Bentuk
persaudaraan yang dianjurkan oleh Al Qur’an tidak hanya persaudaraan satu
aqidah namun juga dengan warga masyrakat lain yang berbeda aqidah.
A. Persaudaraan Sesama Muslim
Al
Qur'an secara tegas menyatakan bahwa sesama orang mukmin adalah bersaudara, QS.
Al Hujurat/ 49: 10 :
Yang
artinya : “Sesungguhnya orang-orang mukmin adalah bersaudara karena itu
damaikanlah antara kedua saudaramu dan bertakwalah kepada Allah supaya kamu
mendapat rahmat.”
Dalam
surat Al Hujurat ayat 11 dan 12 berisi tentang
kode etik warga masyarakat
muslim di antaranya adalah:
1.
Bahwa mereka tidak boleh saling
melecehkan dan menghina karena boleh jadi yang dilecehkan itu lebih baik dari
orang yang melecehkan.
2.
Sesama orang yang beriman tidak boleh
saling berprasangka buruk dan meng ghibah
3.
Saling menolong
Dalam
Al Qur'an Surat Al Anfal/ 8: 74
Yang
artinya : Dan
orang-orang yang beriman dan berhijrah serta berjihad pada jalan Allah, dan
orang-orang yang memberi tempat kediaman dan memberi pertolongan (kepada
orang-orang Muhajirin), mereka Itulah orang-orang yang benar-benar
beriman. mereka memperoleh ampunan dan rezki (nikmat) yang mulia.”
Salah
satu alasan mengapa kaum muslimin harus meneguhkan tali persaudaraan adalah
agar tidak terjadi fitnah dan kekacauan dalam masyarakat yang mereka bangun.
Rasulullah saw bersabda yang artinya: “Dari Abu Musa dan Rasulullah saw bersabda:
Orang mukminbagi orang mukmin yang lain seperti sebuah bangunan sebagiannya
memperkokoh (menolong) sebagian yang lain”.
4.
Menegakkan Perdamaian
Apabila di
antara sesama mukmin yang berselisih maka anggota masyarakat lainnya harus
berusaha untuk mendamaikan mereka. Jika ada dua golongan dari orang mukmin
berperang, orang-orang mukmin diperintahkan untuk menasehati, atau dengan
ancaman atau sanksi hukum. Perlu digaris bawahi kepada orang-orang mukmin yang
bertindak sebagai juru damai harus berlaku adil dan jujur terhadap kedua
kelompok yang bertikai.
B. Persaudaraan dan Kerukunan dengan
Umat Non Muslim
Persaudaraan
yang diperintahkan AL Qur’an tidak hanya tertuju kepada sesama muslim, namun
juga kepada sesama warga masyarakat non muslim. Salah satu alasan yang
dijelaskan Al Qur’an adalah bahwa manusia yang satu sama lain, karena mereka
berasal dari sumber yang satu, QS. Al Hujurat/ 49: 13 :
Artinya: “Hai manusia, Sesungguhnya kami menciptakan
kamu dari seorang laki-laki dan seorang perempuan dan menjadikan kamu berbangsa
- bangsa dan bersuku-suku supaya kamu saling kenal-mengenal. Sesungguhnya orang
yang paling mulia diantara kamu disisi Allah ialah orang yang paling taqwa
diantara kamu. Sesungguhnya Allah Maha mengetahui lagi Maha Mengenal.”

[DAFTAR DATA]
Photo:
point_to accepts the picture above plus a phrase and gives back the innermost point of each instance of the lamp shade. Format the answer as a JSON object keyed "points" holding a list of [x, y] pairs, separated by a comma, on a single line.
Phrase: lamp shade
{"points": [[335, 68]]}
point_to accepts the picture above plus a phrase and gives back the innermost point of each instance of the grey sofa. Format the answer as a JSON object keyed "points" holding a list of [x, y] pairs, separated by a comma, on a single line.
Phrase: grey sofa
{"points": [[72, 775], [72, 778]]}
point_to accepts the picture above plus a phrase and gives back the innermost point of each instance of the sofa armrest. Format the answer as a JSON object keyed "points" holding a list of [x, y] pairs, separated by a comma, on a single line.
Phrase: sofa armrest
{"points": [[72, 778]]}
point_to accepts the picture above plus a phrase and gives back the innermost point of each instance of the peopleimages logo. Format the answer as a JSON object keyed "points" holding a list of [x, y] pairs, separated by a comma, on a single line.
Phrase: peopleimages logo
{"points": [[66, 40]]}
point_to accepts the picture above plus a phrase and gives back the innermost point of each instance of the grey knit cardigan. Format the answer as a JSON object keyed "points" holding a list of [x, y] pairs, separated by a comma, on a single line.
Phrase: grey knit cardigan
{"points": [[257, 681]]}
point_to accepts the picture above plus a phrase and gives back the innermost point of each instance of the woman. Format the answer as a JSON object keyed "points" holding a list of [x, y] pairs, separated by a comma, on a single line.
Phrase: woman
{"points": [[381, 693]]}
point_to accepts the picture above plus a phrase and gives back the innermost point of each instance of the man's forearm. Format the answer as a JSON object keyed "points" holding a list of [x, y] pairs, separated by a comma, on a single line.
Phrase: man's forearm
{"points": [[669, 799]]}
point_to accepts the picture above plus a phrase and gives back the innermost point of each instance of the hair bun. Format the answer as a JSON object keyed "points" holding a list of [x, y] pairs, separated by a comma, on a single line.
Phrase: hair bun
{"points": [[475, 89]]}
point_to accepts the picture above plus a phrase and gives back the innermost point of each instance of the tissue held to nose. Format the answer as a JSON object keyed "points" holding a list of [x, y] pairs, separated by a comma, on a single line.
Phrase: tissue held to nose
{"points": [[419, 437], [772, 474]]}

[TUGAS YANG DIBERIKAN]
1 > Menurut teks tentang persaudaraan dalam Al Qur'an, bagaimana orang mukmin yang bertindak sebagai juru damai harus bersikap terhadap kedua kelompok yang bertikai?
2 > Perbarui bagian teks tentang persaudaraan dalam Al Qur'an, mulai dari "Menegakkan Perdamaian" dan berakhir pada "kelompok yang bertikai.", lalu tuliskan kembali dengan "juru damai" diganti menjadi "penengah".
3 > Tuliskan lanjutan teks tentang persaudaraan dalam Al Qur'an, dimulai setelah kalimat terakhir yang tercantum.

[JAWABAN AKHIR]
1 > Mereka harus berlaku adil dan jujur terhadap kedua kelompok yang bertikai.

2 >
Menegakkan Perdamaian
Apabila di
antara sesama mukmin yang berselisih maka anggota masyarakat lainnya harus
berusaha untuk mendamaikan mereka. Jika ada dua golongan dari orang mukmin
berperang, orang-orang mukmin diperintahkan untuk menasehati, atau dengan
ancaman atau sanksi hukum. Perlu digaris bawahi kepada orang-orang mukmin yang
bertindak sebagai penengah harus berlaku adil dan jujur terhadap kedua
kelompok yang bertikai.

3 >
Dari
segi hakikat penciptaan, manusia tidak ada perbedaan. Manusia semuanya sama,
diciptakan dari tanah, dari diri yang satu yakni Adam yang diciptakan dari
tanag dan dari padanya diciptakan istrinya.
Asas
dasar asal usul kejadian manusia adalah sama, maka tidak layak seseorang atau
satu golongan merasa lebih dan membanggakan diri terhadap yang lain dan
menghindanya.
Dengan
persamaan tersebut sesama anggota masyarakat dapat melakukan kerjasama
sekalipun terdapat perbedaan aqidah. Al Qur’an dan agama Islam pada umumnya
memberikan kode etik dalam hubungan antar pemeluk agama. Beberapa kode etik itu
adalah:
1.
Tidak Bertoleransi dalam Aqidah
Secara
tegas diisyaratkan oleh Al Qur’an Surat Al Kafiruun/ 109, Kerukunan hidup antar
pemeluk agama yang berbeda dalam masyarakat yang plural harus diperjuankan
dengan catatan tidak mengorbankan aqidah. Kalimat yang secara tegas menunjukkan
hal tersebut seperti terekam dalam Surat Al Kafiruun. “Bagimu agama mu
(silahkan yakini dan amalkan) dan bagiku agamaku (biarkan aku yakini dan
melaksanakannya). Masing-masing akan mempertanggungjawabkan pilihannya. Biarlah
Allah nanti yang menjadi hakim yang adil di akhirat. Al Qur’an melarang kaum
muslim mencerca Tuhan-Tuhan atau sembahan-sembahan non muslim.
2.
Tidak Menghina Simbol-Simbol Kesucian
Agama Lain
Ayat
yang secara tegas melarang hal ini adalah QS. Al An ‘aam/ 6: 108, yang artinya:
“Dan janganlah kamu memaki-maki sembahan-sembahan yang mereka sembah selain
Allah, maka (akibatnya) mereka akan memaki Allah dengan melampaui batas tanpa
pengetahuan. Demikianlah kami perindah bagi setiap umat amal mereka. Dia member
tahu kepada mereka apa yang dahulu mereka kerjakan”.
Larangan
ayat ini bukan kepada hakikat Tuhan-Tuhan mereka, namun kepada penghinaan,
karena penghinaan tidak menghasilkan sesuatu menyangkut kemaslahatan agama.
Dengan berlandaskan kode etik di atas, Islam mendorong kaum muslimin untuk
bekerja sama dengan pemeluk agama lain.
Bahwa
dalam Al Qur’an sangat menghargai prinsip-prinsip pluralitas yang merupakan
realita yang dikehendaki oleh Allah SWT. Prinsip pluralitas ini juga ditelusuri
dalam ayat lain yaitu QS. Ar Ruum/ 22: 30, yang menyatakan bahwa perbedaan
bahasa dan warna kulit manusia harus diterima sebagai kenyataan yang positif,
yang merupakan salah satu tanda-tanda kekuasaan Allah. Perbedaan tersebut tidak
harus ditertentangkan sehingga harus ditakuti, melainkan harus menjadi titik
tolak untuk berkompetisi menuju kebaikan.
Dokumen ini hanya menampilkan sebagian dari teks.